Insight into the origin of the genetic code
Their findings appear in the journal PLOS ONE.
The researchers focused on aminoacyl tRNA synthetases, enzymes that "read" the genetic information embedded in transfer RNA molecules and attach the appropriate amino acids to those tRNAs. Once a tRNA is charged with its amino acid, it carries it to the ribosome, a cellular "workbench" on which proteins are assembled, one amino acid at a time.
Synthetases charge the amino acids with high-energy chemical bonds that speed the later formation of new peptide (protein) bonds. Synthetases also have powerful editing capabilities; if the wrong amino acid is added to a tRNA, the enzyme quickly dissolves the bond.
"Synthetases are key interpreters and arbitrators of how nucleic-acid information translates into amino-acid information," said Gustavo Caetano-Anollés, a University of Illinois professor of crop sciences and of bioinformatics. Caetano-Anollés, who led the research, also is a professor in the U. of I. Institute for Genomic Biology. "Their editing capabilities are about 100-fold more rigorous than the proofreading and recognition that occurs in the ribosome. Consequently, synthetases are responsible for establishing the rules of the genetic code."

▸ **Directions for this task**
Reproduce the whole passage on the origin of the genetic code word for word.

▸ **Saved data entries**
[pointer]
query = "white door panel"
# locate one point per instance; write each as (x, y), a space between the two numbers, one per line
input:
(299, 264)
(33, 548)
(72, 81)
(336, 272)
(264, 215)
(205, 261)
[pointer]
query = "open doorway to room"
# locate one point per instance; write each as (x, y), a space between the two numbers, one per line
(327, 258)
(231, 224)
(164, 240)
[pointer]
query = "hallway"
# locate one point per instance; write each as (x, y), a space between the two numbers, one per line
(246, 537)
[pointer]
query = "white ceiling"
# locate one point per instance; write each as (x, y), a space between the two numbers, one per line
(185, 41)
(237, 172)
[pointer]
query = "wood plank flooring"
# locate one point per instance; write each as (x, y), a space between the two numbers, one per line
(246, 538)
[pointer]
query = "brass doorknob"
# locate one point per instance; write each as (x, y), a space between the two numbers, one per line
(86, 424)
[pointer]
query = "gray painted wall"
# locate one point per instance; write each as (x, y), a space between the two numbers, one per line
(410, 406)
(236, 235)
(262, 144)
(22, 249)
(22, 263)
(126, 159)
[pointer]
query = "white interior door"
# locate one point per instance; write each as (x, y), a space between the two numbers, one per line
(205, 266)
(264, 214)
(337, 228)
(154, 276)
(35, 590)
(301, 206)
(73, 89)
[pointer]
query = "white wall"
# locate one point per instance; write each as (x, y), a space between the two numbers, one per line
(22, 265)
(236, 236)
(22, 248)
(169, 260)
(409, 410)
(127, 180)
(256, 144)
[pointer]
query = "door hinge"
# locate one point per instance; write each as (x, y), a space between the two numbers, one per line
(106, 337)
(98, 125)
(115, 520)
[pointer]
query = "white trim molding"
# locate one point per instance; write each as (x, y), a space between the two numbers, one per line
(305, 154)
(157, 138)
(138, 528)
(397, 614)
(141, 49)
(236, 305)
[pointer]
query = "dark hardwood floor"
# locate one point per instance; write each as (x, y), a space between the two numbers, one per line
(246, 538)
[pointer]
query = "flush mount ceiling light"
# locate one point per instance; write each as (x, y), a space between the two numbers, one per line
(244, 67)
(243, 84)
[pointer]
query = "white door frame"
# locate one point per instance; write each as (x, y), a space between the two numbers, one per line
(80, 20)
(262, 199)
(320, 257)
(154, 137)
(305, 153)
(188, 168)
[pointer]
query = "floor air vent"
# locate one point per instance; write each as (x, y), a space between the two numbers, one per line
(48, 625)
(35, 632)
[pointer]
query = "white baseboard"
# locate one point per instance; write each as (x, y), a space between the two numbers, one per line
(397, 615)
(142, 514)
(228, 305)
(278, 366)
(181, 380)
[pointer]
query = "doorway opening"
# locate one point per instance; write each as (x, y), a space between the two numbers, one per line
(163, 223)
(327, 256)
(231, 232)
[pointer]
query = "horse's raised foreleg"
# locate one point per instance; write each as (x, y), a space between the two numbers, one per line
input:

▸ **Solution for this task**
Insight into the origin of the genetic code
Their findings appear in the journal PLOS ONE.
The researchers focused on aminoacyl tRNA synthetases, enzymes that "read" the genetic information embedded in transfer RNA molecules and attach the appropriate amino acids to those tRNAs. Once a tRNA is charged with its amino acid, it carries it to the ribosome, a cellular "workbench" on which proteins are assembled, one amino acid at a time.
Synthetases charge the amino acids with high-energy chemical bonds that speed the later formation of new peptide (protein) bonds. Synthetases also have powerful editing capabilities; if the wrong amino acid is added to a tRNA, the enzyme quickly dissolves the bond.
"Synthetases are key interpreters and arbitrators of how nucleic-acid information translates into amino-acid information," said Gustavo Caetano-Anollés, a University of Illinois professor of crop sciences and of bioinformatics. Caetano-Anollés, who led the research, also is a professor in the U. of I. Institute for Genomic Biology. "Their editing capabilities are about 100-fold more rigorous than the proofreading and recognition that occurs in the ribosome. Consequently, synthetases are responsible for establishing the rules of the genetic code."